◆ DOCUMENT PASSAGE:
□ □ □
You pop out for a cup of tea, and it's one mega-buy after another...
Written by ZDNet Staff, Contributor

You pop out for a cup of tea, and it's one mega-buy after another...

The silly season: the lazy journalist's favourite time of year: the boss is on holiday and so is everyone else, and there is quite literally nothing happening in the world except long lunches, a bit of aimless desk tidying, and writing up the odd whimsical story. Nice and peaceful.

Not this year.

The IT industry has gone into acquisition overdrive, causing tech hacks the world over to leap into action.

Earlier this week the Round-Up got up to make a cup of tea and by the time he got back, Google had made a bid for Motorola Mobility.

cup of tea

Pop out for a cup of tea, and what happens?Photo: naama under Creative Commons licence

Suddenly the airwaves were filled by pundits predicting the next huge domino to fall as the rest of the mobile computing industry tried to figure out what this meant for them.

The thing this reminds the Round-Up of most is his student days and games of Risk in smoky rooms filled with indie music where huge armies were amassed and built up to the point where millions of troops lurked in tiny but strategically placed nations... waiting.

Then someone actually made a move to win the game triggering a frenetic assault on all fronts by those woken from their stockpiling stupor. Victories were normally acrimonious with allegations of truce-breaking. Ahh, such happy days.
□ □ □
◆ ENTRIES SUPPLIED:
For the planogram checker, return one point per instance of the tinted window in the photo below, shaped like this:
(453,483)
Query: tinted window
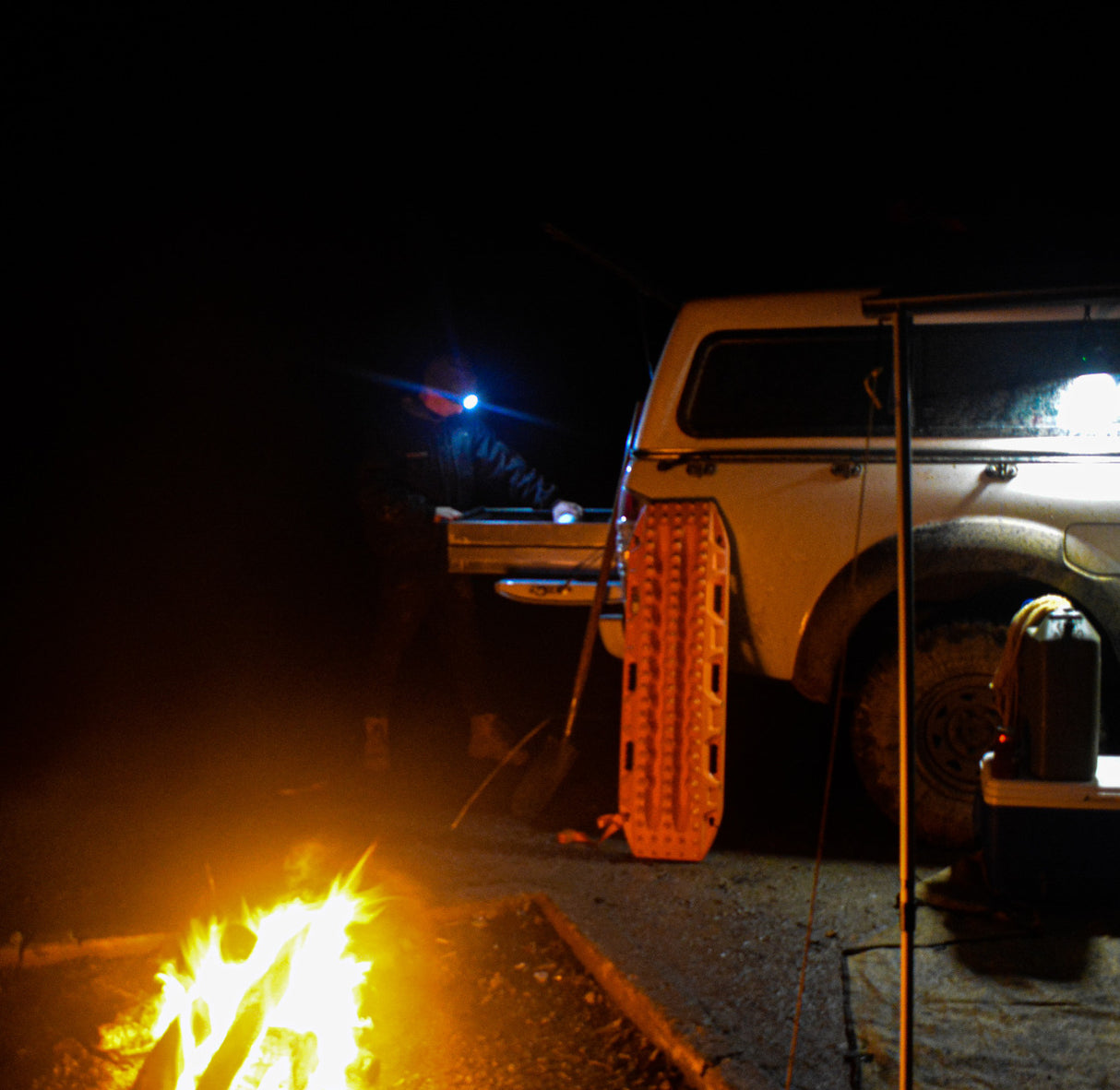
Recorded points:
(980,381)
(786,383)
(1022,378)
□ □ □
◆ PROBLEM SET:
1. Answer these questions using the ZDNet column:
(a) Which company did Google make a bid for?
(b) What has the IT industry gone into, according to the ZDNet column?
(c) Which game from the writer's student days does the situation call to mind?
2. Output everything in the ZDNet column from "Not this year." down to "meant for them.".
3. Write the next part of the ZDNet column, carrying on from its final sentence.

◆ RESULTS BY TASK:
1.
(a) Motorola Mobility
(b) Acquisition overdrive
(c) Risk

2.
Not this year.

The IT industry has gone into acquisition overdrive, causing tech hacks the world over to leap into action.

Earlier this week the Round-Up got up to make a cup of tea and by the time he got back, Google had made a bid for Motorola Mobility.

cup of tea

Pop out for a cup of tea, and what happens?Photo: naama under Creative Commons licence

Suddenly the airwaves were filled by pundits predicting the next huge domino to fall as the rest of the mobile computing industry tried to figure out what this meant for them.

3.
But back in the real world, it's all about patents - having missed out on one set of patents, Google decided to do things in grand style and grab a whole company instead.

The other possibility is that Google wants to set itself up as an integrated hardware and software company. Strange days, indeed.

Then, last night, as the Round-Up was making another cup of tea, the second mega-story of the week dropped, with HP deciding to go big on its enterprise software-and-services play, shedding its PC unit, killing off its webOS devices and making a multibillion pound offer for Autonomy.

Phew! Fearful that more tea drinking will cause yet another IT mega-merger, the Round-Up is now switching to coffee for the rest of the month.



Picture yourself lying on a Mediterranean beach, a cool breeze wafting over your skin and fine white sand coating the soles of your feet. All you can hear is the sound of the waves gently brushing the shore.

Now imagine your boss lying next to you in an inappropriately small...

...swimming costume asking you where that report is that he asked for a week ago.

You explain that he would have had it by now if he hadn't already asked you for another paper on the company's risk strategy.

Not the point, he replies, maybe if you were better at delegating he'd have had both reports.

Not very relaxing, is it? You deserve a break from everything and by logging in your work inbox it's like having the miserable sod lying next to you on the beach demanding you rub sun cream on his shoulders before fetching him an ice cream.

Now, if you're anything like the Round-Up you struggle to separate your personal life from your office life.

We may be in the summer months by but 'logging in' to your work email via your BlackBerry or other soulless personal communications device when you should be enjoying the beach or the tour of the local vineyard instead is ruining your holiday time.

We can't help it and apparently psychiatrists and psychologists are getting concerned by the behavior.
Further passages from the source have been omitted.